- **About this task**: Nothing but an exact copy of the listing should be given.

[Dataset records — start]

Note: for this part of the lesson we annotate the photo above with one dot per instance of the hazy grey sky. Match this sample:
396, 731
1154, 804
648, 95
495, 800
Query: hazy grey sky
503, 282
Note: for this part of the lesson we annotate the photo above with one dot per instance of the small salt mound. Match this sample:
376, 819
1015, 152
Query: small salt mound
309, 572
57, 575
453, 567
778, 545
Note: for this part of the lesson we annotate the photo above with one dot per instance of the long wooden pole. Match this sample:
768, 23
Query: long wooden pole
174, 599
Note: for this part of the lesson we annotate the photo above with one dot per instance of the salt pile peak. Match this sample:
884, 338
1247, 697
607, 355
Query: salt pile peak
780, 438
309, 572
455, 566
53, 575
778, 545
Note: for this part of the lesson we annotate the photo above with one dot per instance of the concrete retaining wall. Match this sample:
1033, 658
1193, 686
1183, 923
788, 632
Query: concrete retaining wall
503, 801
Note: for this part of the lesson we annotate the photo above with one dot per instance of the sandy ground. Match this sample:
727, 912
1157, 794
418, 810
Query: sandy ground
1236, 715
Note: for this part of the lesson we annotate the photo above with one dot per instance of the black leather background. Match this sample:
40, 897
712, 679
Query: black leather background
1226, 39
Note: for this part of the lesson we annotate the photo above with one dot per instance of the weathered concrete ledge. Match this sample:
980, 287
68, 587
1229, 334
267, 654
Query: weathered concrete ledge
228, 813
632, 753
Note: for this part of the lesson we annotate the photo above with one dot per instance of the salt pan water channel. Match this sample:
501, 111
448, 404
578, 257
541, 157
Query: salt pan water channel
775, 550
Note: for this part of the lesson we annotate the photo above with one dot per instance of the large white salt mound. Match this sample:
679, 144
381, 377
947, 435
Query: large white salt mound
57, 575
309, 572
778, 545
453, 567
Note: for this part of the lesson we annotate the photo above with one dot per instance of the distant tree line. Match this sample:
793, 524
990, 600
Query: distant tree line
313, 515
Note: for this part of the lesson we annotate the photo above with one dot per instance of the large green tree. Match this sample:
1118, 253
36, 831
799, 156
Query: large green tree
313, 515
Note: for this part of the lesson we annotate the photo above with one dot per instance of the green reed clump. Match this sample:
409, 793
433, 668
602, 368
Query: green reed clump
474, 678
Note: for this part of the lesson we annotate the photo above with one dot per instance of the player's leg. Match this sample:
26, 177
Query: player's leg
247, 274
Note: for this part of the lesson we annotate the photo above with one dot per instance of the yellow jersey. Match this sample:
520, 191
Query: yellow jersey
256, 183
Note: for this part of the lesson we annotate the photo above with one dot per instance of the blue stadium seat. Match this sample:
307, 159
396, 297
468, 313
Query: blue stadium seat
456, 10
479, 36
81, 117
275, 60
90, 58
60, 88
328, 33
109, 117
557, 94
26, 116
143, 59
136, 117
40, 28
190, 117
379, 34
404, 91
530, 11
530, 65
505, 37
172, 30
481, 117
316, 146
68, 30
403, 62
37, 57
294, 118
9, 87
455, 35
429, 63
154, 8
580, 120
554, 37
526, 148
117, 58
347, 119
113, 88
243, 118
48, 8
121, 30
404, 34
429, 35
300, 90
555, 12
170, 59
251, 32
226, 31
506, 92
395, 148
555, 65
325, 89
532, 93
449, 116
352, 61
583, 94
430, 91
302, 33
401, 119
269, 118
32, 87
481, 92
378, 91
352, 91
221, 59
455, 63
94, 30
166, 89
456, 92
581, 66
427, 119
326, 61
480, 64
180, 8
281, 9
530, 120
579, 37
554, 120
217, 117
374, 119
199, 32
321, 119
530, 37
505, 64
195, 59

[Dataset records — finish]

- **The answer**:
Note: for this part of the lesson we annotate the photo above with one dot per instance of the hazy grey sky. Match this sample:
396, 731
1154, 804
648, 95
495, 800
Query: hazy grey sky
503, 282
Note: for this part of the lesson we annotate the photo above with one dot per instance of the small salt mound. Match this sample:
376, 819
1015, 152
Query: small salt mound
309, 572
57, 575
453, 567
778, 545
Note: for this part of the lesson we annotate the photo above with one dot per instance of the long wooden pole. Match this sample:
768, 23
Query: long wooden pole
174, 599
Note: for this part of the lesson we annotate the photo above with one dot per instance of the salt pile peak. Match this sample:
884, 338
1247, 697
607, 355
Query: salt pile peak
780, 438
309, 572
455, 566
53, 575
778, 545
Note: for this part of the lesson we annotate the photo above with one dot per instance of the concrete retaining wall. Match this sample:
1033, 658
1193, 686
1183, 923
788, 632
Query: concrete retaining wall
503, 801
Note: for this part of the lesson we annotate the photo above with one dot per instance of the sandy ground. Match this sample:
727, 912
1157, 794
418, 810
Query: sandy ground
1236, 715
Note: for this part of the lesson we annotate the photo above with one dot per instance of the black leather background. Match this sample:
40, 897
712, 679
Query: black leather background
1226, 39
Note: for this part of the lesson we annotate the photo above with one dot per instance of the weathered concrete ledge. Match this sample:
980, 287
68, 587
1229, 334
267, 654
Query: weathered concrete ledge
228, 813
632, 753
Note: for this part of the lesson we annotate the photo above with one dot per instance of the salt pan water channel. Match this sample:
501, 111
448, 404
578, 257
541, 157
Query: salt pan water channel
775, 550
Note: for this part of the lesson we annotate the photo above with one dot per instance of the large white salt mound. Match this sample:
679, 144
381, 377
947, 435
Query: large white salt mound
57, 575
309, 572
778, 545
453, 567
Note: for this part of the lesson we annotate the photo above with one dot per instance of the distant tree line. Match this sample:
793, 524
990, 600
Query: distant tree line
313, 515
Note: for this part of the lesson we annotate the photo above with one dot per instance of the large green tree. Match this sample:
1118, 253
36, 831
799, 156
Query: large green tree
313, 515
Note: for this part of the lesson we annotate the photo above with one dot per instance of the green reed clump. Match this sample:
409, 793
433, 668
602, 368
Query: green reed clump
474, 678
Note: for this part of the lesson we annotate the photo above with one dot per instance of the player's leg. Match this sample:
26, 177
Query: player's leg
247, 274
Note: for this part of the lesson we annotate the photo above with one dot per instance of the yellow jersey. Match this sample:
520, 191
Query: yellow jersey
256, 183
Note: for this part of the lesson we annotate the photo above with one dot per instance of the blue stadium seat. Match this sample:
307, 159
396, 297
468, 313
Query: blue stadium seat
456, 10
479, 36
81, 117
275, 60
90, 58
60, 88
328, 33
109, 117
557, 94
26, 116
143, 59
136, 117
40, 28
190, 117
379, 34
404, 91
530, 11
530, 65
505, 37
172, 30
481, 117
316, 146
68, 30
403, 62
37, 57
294, 118
9, 87
455, 35
429, 63
154, 8
580, 120
554, 37
526, 148
117, 58
347, 119
113, 88
243, 118
48, 8
121, 30
404, 34
429, 35
300, 90
555, 12
170, 59
251, 32
226, 31
506, 92
395, 148
555, 65
325, 89
532, 93
449, 116
352, 61
583, 94
430, 91
302, 33
401, 119
269, 118
32, 87
481, 92
378, 91
352, 91
221, 59
455, 63
94, 30
166, 89
456, 92
581, 66
427, 119
326, 61
480, 64
180, 8
281, 9
530, 120
579, 37
554, 120
217, 117
374, 119
199, 32
321, 119
530, 37
505, 64
195, 59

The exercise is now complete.